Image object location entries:
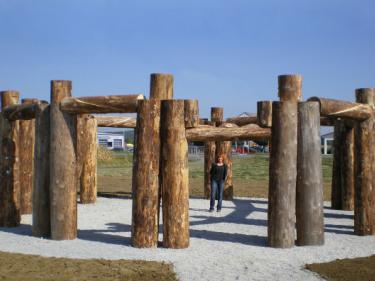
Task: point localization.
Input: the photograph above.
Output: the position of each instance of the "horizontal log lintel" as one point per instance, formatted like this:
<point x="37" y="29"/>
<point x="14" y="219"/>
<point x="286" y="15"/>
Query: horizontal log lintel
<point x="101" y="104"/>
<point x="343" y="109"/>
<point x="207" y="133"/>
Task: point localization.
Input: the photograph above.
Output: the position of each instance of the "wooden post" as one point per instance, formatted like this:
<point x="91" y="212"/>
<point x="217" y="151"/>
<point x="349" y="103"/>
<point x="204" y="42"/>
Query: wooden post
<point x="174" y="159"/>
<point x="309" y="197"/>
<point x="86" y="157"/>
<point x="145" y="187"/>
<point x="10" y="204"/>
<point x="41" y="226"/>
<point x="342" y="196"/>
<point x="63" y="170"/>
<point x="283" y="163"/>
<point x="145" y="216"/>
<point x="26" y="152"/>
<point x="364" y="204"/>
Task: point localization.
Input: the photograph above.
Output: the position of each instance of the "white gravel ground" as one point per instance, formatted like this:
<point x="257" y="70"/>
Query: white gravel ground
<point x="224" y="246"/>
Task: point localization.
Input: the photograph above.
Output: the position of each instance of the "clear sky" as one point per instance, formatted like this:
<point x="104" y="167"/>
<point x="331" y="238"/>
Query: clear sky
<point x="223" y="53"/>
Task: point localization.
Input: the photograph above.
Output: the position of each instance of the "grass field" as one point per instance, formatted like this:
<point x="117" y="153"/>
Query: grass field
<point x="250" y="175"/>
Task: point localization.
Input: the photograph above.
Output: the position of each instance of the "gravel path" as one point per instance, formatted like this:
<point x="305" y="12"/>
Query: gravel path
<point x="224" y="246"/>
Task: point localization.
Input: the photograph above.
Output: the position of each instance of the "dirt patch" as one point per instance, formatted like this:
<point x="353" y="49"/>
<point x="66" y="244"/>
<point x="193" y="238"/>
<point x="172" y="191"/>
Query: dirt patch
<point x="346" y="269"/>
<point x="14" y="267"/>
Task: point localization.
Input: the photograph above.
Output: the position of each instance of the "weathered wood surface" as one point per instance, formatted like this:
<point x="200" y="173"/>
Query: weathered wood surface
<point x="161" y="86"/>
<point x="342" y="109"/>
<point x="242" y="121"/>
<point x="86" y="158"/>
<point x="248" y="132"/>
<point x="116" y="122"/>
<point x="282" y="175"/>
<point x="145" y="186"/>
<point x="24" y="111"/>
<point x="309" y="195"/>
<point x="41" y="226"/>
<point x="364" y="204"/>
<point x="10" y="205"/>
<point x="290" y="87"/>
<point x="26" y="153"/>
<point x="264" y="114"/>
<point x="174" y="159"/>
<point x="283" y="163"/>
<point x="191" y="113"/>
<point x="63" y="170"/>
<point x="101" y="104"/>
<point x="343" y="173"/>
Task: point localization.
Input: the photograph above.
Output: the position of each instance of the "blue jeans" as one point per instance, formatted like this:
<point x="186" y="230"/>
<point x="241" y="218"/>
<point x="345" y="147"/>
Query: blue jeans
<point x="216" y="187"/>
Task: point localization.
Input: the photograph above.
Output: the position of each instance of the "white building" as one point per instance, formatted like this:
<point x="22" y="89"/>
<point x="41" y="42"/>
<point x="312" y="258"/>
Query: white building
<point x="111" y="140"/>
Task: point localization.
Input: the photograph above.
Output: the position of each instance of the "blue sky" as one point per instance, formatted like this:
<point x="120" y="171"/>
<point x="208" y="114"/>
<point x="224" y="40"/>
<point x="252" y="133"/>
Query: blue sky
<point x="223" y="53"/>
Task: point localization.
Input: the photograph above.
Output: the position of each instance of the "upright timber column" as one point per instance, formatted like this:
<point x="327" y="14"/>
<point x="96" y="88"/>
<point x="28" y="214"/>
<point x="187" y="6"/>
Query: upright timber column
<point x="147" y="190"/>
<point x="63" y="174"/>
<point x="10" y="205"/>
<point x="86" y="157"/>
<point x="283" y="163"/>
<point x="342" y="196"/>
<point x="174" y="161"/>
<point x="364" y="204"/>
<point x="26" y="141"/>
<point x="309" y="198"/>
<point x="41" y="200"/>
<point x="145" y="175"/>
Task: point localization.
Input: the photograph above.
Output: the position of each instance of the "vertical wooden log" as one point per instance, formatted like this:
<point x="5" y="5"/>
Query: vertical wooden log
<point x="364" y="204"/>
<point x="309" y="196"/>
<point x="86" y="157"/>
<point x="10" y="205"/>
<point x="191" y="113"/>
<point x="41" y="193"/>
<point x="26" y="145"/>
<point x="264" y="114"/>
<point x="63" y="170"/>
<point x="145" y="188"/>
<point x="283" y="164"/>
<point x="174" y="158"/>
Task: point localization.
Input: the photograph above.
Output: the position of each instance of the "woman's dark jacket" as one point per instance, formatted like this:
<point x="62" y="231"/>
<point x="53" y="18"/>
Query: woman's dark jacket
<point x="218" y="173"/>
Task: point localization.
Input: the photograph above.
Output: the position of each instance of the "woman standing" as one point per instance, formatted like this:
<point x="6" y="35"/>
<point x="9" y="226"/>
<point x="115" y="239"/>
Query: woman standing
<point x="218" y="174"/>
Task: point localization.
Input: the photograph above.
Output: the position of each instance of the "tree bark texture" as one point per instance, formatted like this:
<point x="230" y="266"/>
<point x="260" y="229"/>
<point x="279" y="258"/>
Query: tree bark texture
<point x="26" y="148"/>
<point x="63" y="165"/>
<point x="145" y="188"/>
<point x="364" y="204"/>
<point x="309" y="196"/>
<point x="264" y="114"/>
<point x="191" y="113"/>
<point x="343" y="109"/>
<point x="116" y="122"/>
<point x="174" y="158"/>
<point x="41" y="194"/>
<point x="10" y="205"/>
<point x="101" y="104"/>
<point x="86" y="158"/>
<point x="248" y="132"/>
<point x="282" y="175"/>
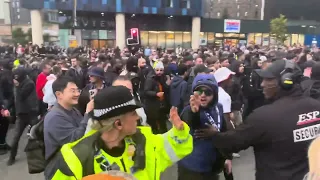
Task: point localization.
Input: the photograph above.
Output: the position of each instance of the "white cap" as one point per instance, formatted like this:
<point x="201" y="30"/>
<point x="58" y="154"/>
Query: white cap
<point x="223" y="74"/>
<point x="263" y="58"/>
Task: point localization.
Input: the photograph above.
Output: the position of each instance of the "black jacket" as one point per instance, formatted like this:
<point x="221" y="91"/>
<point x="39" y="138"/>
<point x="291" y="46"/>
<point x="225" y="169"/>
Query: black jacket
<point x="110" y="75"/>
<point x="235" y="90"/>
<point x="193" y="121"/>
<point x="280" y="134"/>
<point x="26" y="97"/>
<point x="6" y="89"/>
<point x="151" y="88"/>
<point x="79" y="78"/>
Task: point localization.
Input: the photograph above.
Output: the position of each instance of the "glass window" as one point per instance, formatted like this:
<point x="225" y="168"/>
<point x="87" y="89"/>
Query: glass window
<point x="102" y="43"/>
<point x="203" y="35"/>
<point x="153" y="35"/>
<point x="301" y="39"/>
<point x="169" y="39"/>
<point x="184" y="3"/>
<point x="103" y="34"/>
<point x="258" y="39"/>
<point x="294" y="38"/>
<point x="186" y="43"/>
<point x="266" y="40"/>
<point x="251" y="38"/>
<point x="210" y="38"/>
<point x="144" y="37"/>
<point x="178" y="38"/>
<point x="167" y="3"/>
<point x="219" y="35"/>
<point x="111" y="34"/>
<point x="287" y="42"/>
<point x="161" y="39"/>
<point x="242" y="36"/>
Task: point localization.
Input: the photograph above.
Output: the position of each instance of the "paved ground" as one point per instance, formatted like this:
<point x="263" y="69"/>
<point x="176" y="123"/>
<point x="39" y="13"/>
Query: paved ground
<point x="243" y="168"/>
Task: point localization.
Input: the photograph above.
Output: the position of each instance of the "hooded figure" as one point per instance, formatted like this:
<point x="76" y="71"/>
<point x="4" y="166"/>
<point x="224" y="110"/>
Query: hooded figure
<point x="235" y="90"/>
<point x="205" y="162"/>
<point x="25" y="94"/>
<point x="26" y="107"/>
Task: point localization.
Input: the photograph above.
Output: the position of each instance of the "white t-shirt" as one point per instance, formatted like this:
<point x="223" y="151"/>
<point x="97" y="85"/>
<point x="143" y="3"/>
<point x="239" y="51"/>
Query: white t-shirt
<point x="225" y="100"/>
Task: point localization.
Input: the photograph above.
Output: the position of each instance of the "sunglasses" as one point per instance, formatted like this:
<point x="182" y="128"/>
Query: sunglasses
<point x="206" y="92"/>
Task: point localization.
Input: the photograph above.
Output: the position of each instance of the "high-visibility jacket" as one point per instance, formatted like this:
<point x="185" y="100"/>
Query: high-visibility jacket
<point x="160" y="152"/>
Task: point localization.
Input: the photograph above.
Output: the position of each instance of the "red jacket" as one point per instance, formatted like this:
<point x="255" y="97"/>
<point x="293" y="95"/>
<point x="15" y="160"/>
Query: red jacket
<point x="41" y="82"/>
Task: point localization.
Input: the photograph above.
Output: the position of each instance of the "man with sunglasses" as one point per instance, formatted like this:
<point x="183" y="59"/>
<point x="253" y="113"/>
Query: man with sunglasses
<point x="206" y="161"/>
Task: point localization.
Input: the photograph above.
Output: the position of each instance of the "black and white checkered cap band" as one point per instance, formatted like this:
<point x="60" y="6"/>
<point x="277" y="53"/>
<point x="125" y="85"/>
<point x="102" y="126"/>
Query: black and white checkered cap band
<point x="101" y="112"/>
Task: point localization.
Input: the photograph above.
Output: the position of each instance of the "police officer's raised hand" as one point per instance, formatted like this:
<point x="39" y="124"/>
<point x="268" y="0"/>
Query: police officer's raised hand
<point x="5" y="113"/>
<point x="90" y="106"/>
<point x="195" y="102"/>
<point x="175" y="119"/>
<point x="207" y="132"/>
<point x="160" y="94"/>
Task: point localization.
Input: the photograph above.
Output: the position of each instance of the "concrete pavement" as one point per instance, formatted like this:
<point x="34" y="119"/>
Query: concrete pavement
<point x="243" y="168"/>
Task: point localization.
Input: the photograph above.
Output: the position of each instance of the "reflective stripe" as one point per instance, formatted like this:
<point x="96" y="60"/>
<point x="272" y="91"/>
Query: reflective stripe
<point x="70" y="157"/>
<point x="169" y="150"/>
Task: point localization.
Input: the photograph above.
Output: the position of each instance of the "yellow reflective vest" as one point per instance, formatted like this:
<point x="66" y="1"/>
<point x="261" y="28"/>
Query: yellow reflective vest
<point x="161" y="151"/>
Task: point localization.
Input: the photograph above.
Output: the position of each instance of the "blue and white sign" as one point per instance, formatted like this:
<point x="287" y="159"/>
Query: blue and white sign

▸ **Given exercise**
List every line of the material above that contains the word "with", treating uppercase and lowercase as different.

▸ **Exercise output**
Output: the position of each instance of the "man with sunglasses" as one point per instance, formatted like this:
Query: man with sunglasses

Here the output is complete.